Dataset rows:
▼
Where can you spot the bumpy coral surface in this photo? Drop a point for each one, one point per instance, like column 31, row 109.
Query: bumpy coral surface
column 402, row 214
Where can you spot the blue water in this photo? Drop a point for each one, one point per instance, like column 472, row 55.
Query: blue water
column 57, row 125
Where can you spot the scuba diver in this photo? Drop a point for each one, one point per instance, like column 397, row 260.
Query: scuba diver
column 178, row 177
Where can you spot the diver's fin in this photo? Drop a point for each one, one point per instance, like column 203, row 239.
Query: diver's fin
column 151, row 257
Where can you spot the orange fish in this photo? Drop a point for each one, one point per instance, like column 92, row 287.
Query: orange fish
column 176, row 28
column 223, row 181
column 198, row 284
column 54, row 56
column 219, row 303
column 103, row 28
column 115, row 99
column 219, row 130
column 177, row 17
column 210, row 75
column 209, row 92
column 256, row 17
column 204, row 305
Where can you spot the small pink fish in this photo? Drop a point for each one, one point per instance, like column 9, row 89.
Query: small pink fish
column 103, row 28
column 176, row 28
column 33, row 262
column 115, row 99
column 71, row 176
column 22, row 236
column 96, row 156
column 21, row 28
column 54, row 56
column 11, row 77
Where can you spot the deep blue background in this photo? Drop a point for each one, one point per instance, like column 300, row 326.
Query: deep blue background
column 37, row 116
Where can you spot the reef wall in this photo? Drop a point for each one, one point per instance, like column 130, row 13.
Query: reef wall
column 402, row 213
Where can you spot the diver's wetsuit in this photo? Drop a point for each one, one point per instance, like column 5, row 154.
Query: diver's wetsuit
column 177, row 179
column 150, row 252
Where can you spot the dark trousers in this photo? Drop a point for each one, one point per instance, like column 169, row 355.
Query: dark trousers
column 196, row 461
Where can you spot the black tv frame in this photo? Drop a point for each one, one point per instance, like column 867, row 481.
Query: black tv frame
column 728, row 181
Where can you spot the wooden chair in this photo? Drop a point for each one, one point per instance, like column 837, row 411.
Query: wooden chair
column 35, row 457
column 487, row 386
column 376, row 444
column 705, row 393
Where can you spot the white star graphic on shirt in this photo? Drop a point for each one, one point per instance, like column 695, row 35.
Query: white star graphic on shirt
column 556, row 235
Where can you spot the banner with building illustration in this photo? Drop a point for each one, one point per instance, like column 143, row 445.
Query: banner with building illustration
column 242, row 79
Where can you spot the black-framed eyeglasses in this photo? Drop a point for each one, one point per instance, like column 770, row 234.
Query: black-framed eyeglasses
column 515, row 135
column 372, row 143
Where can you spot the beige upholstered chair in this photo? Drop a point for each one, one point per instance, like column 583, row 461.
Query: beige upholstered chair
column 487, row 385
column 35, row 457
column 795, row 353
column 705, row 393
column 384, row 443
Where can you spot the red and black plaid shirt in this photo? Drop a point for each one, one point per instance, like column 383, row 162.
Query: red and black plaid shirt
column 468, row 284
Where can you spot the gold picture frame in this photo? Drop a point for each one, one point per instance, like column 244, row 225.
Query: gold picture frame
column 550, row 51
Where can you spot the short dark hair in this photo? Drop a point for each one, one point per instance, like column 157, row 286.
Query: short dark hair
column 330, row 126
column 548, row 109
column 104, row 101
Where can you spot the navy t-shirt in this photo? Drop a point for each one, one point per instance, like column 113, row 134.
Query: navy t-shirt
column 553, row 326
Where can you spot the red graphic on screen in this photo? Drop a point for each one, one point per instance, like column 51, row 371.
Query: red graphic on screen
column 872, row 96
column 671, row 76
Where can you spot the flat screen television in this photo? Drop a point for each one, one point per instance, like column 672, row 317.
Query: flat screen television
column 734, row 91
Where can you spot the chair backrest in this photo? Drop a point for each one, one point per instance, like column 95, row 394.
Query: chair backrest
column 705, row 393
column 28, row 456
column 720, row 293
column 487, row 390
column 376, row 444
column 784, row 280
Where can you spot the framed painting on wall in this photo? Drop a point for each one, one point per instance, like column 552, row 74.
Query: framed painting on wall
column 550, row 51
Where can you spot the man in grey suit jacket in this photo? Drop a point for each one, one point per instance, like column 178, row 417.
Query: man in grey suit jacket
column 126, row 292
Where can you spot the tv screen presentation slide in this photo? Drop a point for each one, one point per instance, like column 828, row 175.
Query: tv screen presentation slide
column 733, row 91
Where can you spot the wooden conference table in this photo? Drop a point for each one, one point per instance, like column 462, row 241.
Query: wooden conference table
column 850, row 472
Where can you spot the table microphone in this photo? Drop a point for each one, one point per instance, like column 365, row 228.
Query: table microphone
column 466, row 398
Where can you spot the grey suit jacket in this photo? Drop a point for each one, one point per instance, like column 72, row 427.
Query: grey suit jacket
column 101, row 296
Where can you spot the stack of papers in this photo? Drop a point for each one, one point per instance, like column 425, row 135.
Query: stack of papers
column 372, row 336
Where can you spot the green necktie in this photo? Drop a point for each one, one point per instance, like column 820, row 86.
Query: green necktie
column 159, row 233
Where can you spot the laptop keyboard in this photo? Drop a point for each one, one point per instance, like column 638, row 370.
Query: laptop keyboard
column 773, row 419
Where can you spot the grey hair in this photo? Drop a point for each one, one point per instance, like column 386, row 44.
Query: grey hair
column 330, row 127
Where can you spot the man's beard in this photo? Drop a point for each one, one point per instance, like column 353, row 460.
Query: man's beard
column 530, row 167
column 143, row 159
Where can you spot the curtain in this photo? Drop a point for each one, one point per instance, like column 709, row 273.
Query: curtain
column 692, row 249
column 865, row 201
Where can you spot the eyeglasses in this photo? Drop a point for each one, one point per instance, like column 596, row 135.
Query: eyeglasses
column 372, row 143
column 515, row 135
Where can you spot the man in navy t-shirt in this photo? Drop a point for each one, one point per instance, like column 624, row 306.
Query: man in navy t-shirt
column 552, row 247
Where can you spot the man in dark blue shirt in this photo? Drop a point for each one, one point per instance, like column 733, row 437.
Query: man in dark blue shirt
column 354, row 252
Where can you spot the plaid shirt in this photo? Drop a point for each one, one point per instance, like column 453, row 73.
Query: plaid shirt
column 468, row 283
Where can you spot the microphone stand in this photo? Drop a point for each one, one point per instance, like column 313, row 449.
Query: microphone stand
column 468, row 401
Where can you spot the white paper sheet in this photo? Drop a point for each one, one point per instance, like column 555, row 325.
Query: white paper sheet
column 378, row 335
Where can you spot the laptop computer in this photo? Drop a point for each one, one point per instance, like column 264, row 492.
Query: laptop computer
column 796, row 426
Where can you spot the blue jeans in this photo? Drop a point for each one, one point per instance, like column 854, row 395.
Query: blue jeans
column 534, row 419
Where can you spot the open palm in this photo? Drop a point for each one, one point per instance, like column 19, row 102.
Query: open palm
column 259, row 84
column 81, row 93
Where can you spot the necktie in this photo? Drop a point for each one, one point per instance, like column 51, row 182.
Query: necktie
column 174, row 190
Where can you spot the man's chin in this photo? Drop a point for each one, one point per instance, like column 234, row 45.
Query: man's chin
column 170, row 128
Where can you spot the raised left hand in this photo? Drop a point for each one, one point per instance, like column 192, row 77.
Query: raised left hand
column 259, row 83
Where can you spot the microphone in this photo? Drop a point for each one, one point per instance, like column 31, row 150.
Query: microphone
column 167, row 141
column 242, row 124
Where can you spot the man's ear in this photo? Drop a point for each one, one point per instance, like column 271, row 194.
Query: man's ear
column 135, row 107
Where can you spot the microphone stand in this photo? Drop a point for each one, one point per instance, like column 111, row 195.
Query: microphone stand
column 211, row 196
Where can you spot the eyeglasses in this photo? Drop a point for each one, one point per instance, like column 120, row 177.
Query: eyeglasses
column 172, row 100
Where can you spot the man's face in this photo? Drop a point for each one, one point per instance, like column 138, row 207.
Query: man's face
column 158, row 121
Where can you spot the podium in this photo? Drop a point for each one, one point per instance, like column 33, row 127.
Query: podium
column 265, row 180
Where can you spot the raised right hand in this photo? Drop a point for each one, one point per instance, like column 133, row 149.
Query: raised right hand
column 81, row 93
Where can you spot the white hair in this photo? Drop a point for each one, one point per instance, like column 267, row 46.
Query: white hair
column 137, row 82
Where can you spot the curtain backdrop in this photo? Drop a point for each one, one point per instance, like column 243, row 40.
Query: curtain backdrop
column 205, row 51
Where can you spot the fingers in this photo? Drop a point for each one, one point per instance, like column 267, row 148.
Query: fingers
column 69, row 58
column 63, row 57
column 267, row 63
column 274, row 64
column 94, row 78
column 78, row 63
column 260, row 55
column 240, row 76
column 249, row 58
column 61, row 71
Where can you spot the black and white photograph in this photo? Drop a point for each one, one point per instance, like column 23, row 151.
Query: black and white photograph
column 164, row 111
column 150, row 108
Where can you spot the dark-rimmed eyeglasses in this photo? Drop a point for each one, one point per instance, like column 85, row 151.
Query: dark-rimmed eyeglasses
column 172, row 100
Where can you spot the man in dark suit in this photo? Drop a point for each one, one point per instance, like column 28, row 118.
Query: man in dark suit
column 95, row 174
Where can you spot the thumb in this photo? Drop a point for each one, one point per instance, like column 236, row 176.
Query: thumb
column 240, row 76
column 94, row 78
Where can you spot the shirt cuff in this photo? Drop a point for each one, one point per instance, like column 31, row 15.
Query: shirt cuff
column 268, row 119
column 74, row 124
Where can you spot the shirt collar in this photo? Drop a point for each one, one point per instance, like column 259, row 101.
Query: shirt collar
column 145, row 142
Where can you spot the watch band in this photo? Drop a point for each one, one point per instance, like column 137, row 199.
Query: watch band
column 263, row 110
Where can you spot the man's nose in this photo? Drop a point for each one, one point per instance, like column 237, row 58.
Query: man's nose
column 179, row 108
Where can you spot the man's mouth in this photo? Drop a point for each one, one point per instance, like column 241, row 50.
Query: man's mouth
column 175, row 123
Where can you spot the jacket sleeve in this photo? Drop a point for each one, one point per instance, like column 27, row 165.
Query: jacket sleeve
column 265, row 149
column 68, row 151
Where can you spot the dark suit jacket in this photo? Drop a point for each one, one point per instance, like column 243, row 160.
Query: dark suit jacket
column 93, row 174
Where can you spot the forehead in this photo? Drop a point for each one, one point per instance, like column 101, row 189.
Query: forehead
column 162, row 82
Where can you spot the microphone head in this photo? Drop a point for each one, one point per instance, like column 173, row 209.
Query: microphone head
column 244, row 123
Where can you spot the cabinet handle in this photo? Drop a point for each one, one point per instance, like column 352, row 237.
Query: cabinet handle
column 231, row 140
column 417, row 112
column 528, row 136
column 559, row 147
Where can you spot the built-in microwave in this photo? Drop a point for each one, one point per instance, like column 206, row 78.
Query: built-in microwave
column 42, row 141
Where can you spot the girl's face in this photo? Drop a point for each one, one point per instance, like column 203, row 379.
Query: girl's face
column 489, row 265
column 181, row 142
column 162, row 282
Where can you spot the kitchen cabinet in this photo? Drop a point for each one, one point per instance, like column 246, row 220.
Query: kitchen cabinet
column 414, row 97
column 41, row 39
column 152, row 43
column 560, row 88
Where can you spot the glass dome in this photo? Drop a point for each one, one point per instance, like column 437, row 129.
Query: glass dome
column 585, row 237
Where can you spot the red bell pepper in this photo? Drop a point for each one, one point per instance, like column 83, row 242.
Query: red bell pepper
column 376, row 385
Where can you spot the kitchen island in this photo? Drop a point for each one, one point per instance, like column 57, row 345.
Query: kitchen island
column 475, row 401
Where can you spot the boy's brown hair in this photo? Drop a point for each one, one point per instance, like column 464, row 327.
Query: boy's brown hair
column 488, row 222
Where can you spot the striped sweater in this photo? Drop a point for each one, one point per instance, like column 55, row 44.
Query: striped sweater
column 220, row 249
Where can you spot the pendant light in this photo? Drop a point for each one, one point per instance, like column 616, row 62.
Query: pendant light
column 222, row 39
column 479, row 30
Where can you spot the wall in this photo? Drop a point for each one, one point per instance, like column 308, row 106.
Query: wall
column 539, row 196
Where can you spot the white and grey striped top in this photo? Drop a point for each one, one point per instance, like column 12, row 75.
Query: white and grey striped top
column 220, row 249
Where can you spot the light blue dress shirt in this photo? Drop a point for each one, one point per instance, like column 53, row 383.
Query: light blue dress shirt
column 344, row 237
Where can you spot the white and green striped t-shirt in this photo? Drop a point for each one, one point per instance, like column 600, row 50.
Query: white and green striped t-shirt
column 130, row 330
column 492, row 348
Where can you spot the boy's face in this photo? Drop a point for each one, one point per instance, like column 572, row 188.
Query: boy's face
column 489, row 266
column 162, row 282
▲
> **Goal**:
Can you copy out, word for word, the entries from the line containing "Where can you spot the deep" through the line containing "column 37, row 116", including both of those lines?

> **Task response**:
Where can you spot the deep blue background in this photo? Drop a point for each one, one point per instance, like column 300, row 326.
Query: deep blue background
column 37, row 116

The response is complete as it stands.